--- Texte fourni ---
——————————

Et puis ça y est, ça commence vraiment ! La
masse déjà impressionnante des cavaliers qui se disputaient âprement le bélier
devient considérable pour atteindre les 300 participants ! C’est une
immense mêlée qui s’est formée dont les bruit des sabots qui trépignent est
couvert par celui des cris sauvages et des coups de cravaches qui s’abattent sur
tout ce qui a apparence humaine, le tout dans un nuage de poussière inattendu
dans l’ambiance hivernale du vallon… Impossible de savoir ce qui se passe dans
cette orgie virile jusqu’à ce que tout à coup un type probablement roué de coup
parviennent à s’extirper de la masse le bélier sous la jambe en s’enfuyant non
pas vers le cercle de paille dont l’accès est barré par des dizaines de
cavaliers mais en escaladant le flanc de colline opposé au notre derrière
lequel il disparaît. Nous n’entendons plus que les cris et le grondement qui
nous parvient, on peut supposer que le fuyard a été rattrapé et qu’une nouvelle
mêlée s’est formée et que ça y barde gravement. Soudain pourtant la foule
s’écarte en courant et c’est à travers les voitures que l’essaim surgit
furieusement à la poursuite d’un nouveau fuyard qui dégringole la colline et
parvient à déposer le bélier dans la paille sous les acclamations de la
foule ! Quelle folie ! Le héro lève rageusement les bras au ciel et
accompagne un majestueux cavalier au kalpak kirghize et à la barbiche et
moustache blanches qui n’est autre que l’arbitre-chef du jour jusqu’à un camion
où est installée la sono qui annonce déjà le lot suivant, là on lui remet un
énorme carton contenant une télé qu’il emporte sur son cheval pour aller la
déposer auprès d’amis et de redescendre ventre à terre se jeter dans la partie
qui a déjà repris.

——————————

--- Entrées affichées ---
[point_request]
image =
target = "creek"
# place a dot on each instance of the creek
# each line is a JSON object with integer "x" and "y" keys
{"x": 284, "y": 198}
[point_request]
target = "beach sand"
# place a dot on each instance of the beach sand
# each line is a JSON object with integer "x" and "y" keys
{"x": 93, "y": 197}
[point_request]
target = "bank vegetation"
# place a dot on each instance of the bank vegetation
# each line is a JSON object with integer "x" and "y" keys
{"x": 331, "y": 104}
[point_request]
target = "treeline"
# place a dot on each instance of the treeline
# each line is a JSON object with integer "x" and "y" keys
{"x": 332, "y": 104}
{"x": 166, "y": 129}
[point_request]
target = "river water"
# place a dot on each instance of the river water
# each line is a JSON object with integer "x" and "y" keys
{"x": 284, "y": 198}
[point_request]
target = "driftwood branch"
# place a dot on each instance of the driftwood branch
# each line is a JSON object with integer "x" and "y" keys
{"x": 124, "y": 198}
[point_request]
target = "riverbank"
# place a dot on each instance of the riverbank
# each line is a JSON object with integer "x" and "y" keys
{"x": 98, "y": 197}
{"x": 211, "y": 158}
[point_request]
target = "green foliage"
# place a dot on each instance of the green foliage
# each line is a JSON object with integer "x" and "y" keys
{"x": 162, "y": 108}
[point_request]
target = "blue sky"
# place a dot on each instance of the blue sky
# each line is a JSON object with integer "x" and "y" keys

——————————

--- Tâche courte ---
D'après le texte fourni, qu'est-ce qu'on remet au cavalier qui a déposé le bélier dans la paille ? Les entrées n'ont aucun lien avec le texte fourni.

--- Solution rédigée ---
Un énorme carton contenant une télé.